Begin Quoted passage
Science Blogging or Blogging Science?

Bora/ coturnix over at Science and Politics has generated a lot of conversation via his taxonomy of science blog posts, mostly relating to the call for people to start publishing data and hypotheses on blogs. Much of the discussion that I’ve seen centers on the question of “scooping” (see, for example, here and here), but there’s a wide range of reaction linked from the end of the original post.

Bora seems to regard it as a Bad Thing that people don’t post data (though I should note that I did post some data during the Week in the Lab– calibration data only, granted, but it’s data…). I don’t really share that opinion– I think it’s just a Thing, and as with most such issues, the difference of opinion is the result of some unexamined assumptions.

I keep putting off a response to this, thinking that I’ll eventually have time to do it justice, but I’m just going to have to accept that I won’t have time to be brilliant, and post a half-assed version below the fold:

The first and most important unexamined assumption in this has to do with the nature of science. That is, Bora and other advocates of posting data and hypotheses are assuming that this would be a useful thing to do. That’s not clear to me.

In physics, this sort of model is essentially what goes on in the high energy theory community, only via the ArXiV rather than on blogs. There’s a strong tendency to conduct scientific business primarily by openly distributed pre-prints, rather than via traditional peer-reviewed journals. Many thing sposted to the “pre-print” server never see print in the conventional sense, and serve to generate further discussion and more “pre-print” articles that are essentially more careful blog posts.

(I think it was Jacques Distler who apologised for not doing more science posts by saying that if he was going to put in enough effort to make a good blog post on a new topic, he might as well just put in a little extra work, and post it to the ArXiV….)

That’s a reasonable model for high-energy theoretical physics, where work tends to be done either individually or in small groups. If you’re the sole author, there’s no issue in posting something quickly– you’re the only one who suffers if it turns out to be crap– and as long as the group of authors is relatively small, you can get approval from all of them relatively easily. These papers also have the great advantage of not needing to be checked against anything other than pure math– if you throw hypotheses out there, anybody with the right math background can look it over and see if it makes sense.

This is an absolutely horrible model for a lot of experimental physics, though. For one thing, lots of papers are written by huge collaborations, and the logistical issues involved in getting the approval of all the people who would need to approve posting data are probably an insurmountable obstacle to posting real data (as opposed to occasional locally-generated graphs and whatnot) in anything resembling a blog-like manner.

The bigger problem, though, has to do with cross-checks and replication. Even the sort of small-scale experimentla physics I do is extremely expensive, and requires a lot of apparatus. If I were to post real data, lots of people could check it for math errors, but nobody else could check it for experimental errors, because even the people with the right apparatus in-house would need a good deal of time to set up the experiment.
End Quoted passage
Begin Records provided
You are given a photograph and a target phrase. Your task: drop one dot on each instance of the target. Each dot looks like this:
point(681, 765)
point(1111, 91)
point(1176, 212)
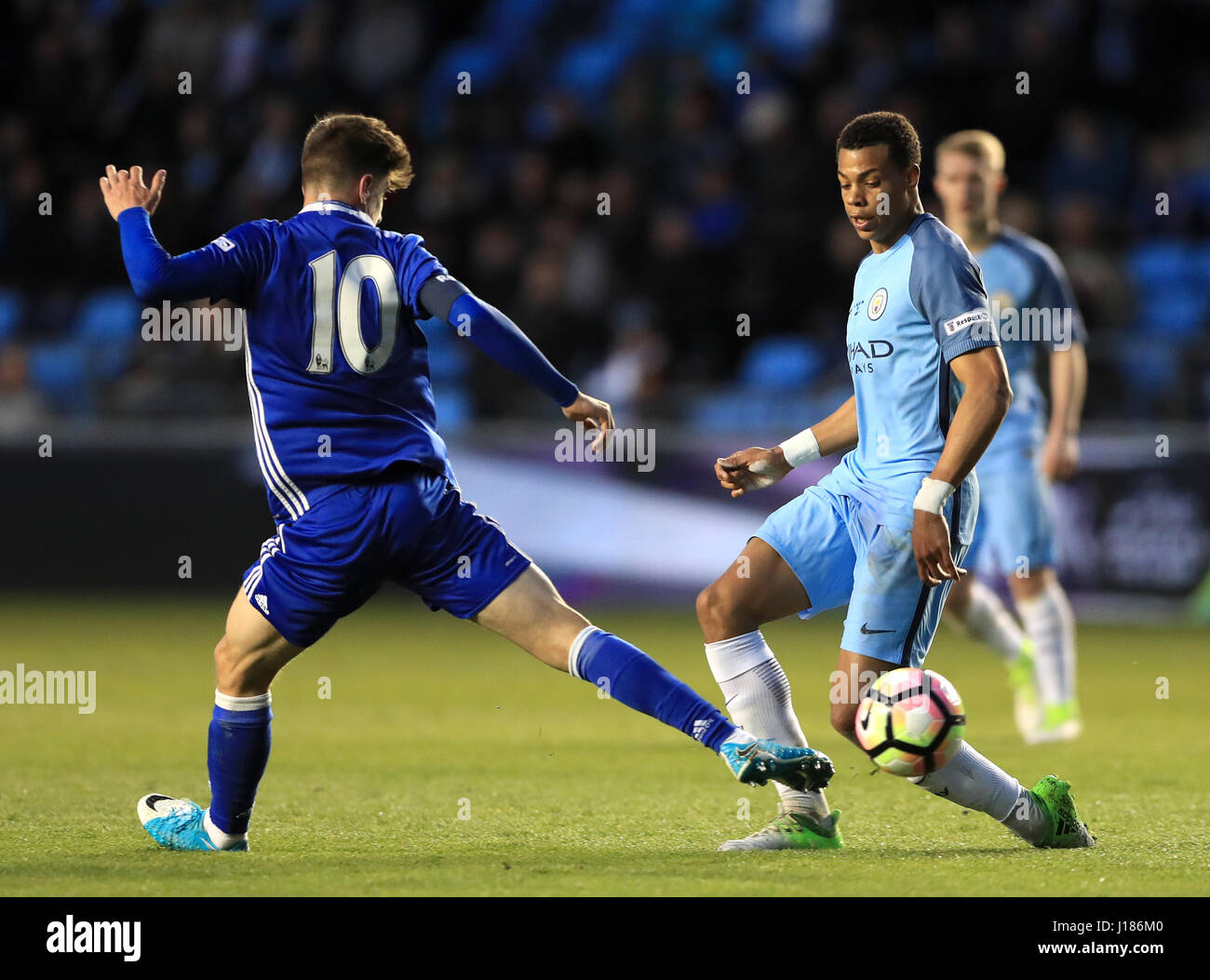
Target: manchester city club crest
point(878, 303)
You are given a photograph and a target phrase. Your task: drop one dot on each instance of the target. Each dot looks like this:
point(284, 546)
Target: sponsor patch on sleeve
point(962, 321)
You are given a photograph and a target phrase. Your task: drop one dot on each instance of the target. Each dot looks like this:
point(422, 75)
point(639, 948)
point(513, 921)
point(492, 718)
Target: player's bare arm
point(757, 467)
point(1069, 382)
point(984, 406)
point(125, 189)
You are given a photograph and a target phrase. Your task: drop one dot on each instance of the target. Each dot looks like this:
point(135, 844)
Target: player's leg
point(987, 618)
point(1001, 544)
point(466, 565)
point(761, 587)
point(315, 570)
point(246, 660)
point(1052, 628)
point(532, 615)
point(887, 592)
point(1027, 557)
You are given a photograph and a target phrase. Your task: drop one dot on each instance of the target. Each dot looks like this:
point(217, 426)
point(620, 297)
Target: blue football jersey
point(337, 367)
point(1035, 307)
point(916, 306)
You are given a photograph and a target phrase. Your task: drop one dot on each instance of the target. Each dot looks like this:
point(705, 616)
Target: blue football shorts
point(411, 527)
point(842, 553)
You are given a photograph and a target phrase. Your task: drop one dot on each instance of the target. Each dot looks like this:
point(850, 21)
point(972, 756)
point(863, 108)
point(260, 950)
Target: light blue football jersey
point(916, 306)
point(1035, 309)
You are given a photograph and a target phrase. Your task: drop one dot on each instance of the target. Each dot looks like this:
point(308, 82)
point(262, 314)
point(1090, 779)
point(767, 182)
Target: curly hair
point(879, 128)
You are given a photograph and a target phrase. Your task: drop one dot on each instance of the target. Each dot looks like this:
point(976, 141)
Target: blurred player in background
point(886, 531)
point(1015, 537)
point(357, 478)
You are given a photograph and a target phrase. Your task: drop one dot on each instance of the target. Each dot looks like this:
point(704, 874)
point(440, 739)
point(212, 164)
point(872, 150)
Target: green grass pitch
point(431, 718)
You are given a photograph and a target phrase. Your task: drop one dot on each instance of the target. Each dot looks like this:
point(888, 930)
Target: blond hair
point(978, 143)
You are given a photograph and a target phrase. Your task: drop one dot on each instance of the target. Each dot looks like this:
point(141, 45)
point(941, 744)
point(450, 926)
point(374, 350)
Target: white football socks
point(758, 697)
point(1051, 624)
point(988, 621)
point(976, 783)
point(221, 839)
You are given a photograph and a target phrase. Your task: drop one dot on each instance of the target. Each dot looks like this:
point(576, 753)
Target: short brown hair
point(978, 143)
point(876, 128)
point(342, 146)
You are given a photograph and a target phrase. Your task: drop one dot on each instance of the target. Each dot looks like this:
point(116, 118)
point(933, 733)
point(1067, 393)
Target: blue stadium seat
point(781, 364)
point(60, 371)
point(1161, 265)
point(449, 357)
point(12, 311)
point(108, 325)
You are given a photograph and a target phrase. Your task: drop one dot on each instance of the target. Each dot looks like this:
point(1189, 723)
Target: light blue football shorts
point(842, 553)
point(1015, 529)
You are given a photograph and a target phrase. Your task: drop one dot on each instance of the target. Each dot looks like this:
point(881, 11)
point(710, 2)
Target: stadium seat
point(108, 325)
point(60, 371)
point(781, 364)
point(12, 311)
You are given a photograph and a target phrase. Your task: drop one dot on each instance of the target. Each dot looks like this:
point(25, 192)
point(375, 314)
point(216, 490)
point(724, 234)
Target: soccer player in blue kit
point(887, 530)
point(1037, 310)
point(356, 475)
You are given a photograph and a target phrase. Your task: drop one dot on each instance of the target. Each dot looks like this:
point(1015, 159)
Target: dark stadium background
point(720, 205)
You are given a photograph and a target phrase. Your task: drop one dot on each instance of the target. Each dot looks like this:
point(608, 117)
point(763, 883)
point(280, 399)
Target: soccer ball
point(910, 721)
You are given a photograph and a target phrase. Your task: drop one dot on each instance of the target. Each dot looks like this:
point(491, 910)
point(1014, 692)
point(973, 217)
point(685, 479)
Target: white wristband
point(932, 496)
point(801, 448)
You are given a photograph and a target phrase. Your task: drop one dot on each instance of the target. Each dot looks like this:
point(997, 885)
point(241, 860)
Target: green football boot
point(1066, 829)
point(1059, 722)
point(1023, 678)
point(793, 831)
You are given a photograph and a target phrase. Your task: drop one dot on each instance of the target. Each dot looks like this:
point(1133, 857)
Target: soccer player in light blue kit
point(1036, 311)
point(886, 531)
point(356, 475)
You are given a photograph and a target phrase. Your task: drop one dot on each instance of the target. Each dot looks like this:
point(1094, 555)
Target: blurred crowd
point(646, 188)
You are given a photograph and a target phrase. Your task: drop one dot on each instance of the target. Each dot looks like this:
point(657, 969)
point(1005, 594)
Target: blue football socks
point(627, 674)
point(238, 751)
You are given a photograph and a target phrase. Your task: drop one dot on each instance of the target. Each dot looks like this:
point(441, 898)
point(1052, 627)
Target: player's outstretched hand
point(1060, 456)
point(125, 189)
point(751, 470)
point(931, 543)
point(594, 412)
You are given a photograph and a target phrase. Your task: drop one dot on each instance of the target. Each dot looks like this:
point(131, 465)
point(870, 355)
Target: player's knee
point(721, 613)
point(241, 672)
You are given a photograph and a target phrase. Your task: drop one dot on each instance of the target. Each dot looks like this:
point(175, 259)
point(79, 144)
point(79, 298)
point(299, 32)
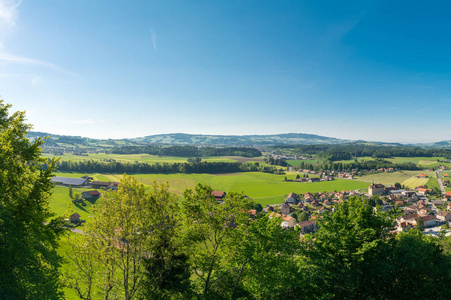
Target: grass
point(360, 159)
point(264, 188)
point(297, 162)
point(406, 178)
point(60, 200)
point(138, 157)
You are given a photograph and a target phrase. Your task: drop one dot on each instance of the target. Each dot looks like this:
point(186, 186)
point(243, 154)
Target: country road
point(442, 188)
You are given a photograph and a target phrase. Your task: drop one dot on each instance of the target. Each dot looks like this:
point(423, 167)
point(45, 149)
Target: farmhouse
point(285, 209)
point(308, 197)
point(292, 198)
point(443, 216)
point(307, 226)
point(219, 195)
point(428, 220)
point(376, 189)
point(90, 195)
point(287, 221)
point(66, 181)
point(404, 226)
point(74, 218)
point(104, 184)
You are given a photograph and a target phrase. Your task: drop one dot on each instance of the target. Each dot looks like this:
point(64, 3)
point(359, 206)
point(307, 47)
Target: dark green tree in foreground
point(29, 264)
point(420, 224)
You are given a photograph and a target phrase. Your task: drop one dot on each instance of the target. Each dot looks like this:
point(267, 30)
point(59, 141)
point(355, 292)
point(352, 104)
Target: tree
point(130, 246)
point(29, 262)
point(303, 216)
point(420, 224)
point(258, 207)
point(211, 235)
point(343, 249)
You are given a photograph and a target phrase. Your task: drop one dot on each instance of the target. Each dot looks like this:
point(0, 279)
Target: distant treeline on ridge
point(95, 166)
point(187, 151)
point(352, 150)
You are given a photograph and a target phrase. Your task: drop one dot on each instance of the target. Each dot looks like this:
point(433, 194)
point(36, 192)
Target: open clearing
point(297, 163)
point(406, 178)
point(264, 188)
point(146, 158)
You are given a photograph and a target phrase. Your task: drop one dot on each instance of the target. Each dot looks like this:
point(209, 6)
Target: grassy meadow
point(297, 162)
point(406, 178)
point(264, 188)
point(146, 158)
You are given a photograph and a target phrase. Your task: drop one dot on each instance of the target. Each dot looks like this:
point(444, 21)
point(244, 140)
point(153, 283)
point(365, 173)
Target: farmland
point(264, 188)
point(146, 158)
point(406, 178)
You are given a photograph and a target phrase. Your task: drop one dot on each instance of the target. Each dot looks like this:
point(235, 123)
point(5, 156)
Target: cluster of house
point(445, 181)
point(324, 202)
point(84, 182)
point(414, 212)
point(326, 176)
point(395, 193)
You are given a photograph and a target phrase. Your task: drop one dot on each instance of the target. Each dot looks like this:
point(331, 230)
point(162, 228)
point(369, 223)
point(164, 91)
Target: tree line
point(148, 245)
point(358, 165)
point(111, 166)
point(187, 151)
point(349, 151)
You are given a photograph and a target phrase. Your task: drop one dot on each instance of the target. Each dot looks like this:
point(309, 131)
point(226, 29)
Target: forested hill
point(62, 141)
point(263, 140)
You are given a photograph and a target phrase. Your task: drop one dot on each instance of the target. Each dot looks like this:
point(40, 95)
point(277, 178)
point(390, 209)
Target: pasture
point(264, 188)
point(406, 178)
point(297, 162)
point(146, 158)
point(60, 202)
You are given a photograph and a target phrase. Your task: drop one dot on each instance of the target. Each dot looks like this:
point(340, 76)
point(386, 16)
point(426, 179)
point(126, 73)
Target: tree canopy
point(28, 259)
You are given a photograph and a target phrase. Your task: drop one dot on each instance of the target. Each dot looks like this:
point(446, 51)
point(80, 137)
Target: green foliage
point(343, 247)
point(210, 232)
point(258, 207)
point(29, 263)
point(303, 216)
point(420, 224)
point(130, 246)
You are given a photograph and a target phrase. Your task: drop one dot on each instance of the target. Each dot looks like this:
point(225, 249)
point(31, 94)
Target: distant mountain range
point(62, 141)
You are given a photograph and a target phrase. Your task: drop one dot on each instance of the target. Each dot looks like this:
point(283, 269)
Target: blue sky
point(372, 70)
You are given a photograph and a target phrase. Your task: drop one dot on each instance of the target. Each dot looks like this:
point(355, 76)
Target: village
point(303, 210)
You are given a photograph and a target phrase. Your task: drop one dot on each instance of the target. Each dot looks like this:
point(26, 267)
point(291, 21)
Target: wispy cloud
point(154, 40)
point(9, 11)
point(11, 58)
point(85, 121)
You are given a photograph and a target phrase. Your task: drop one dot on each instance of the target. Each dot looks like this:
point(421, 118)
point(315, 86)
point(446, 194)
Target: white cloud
End Records provided
#### [Instructions for the task]
Continue the blog post above on publishing scientific data and hypotheses on blogs, starting after its last sentence.

#### [Answer to this problem]
And the plain fact is that much of what we get as preliminary data and hypotheses is just wrong, usually for technical experimental reasons. Those mistakes do get caught (most of the time), but it takes time, and careful work, and repeated measurements and re-analyses of the data. That’s not something that is sped up in any way by an “open source” model.

In fact, any experimental scientist can tell you stories about problems caused by the too-quick release of preliminary data. I personally have sent at least half a dozen theorists down blind alleys by telling them things about the progress of various experiments that turned out not to be true after some additional checking. (I also had to reject a paper from a journal once that came about entirely because of a non-standard sign definition in one of my articles.) And I’m doing simple proof-of-principle stuff– people doing real precision measurements could start four kinds of panic by posting some of what they get as preliminary data.

Finally, there’s a hidden assumption that people have time for this sort of thing, which is not how experimental physics works in my experience. On most experiments, there are long stretches of no data at all, during which you could freely blog just about anything, and then there are stretches of data overload, during which you’re taking and analyzing preliminary data as fast as you possibly can, which leaves no free time for blogging about anything, let alone blogging about the implications of your preliminary data.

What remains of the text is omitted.